── Exercise material ──
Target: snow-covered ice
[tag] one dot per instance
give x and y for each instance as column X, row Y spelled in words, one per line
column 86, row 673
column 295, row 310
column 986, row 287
───
*Task objective*
Report each line above that contains the word "column", copying those lines in full.

*Reply to the task*
give x and y for each instance as column X, row Y spelled in words, one per line
column 86, row 673
column 295, row 310
column 986, row 287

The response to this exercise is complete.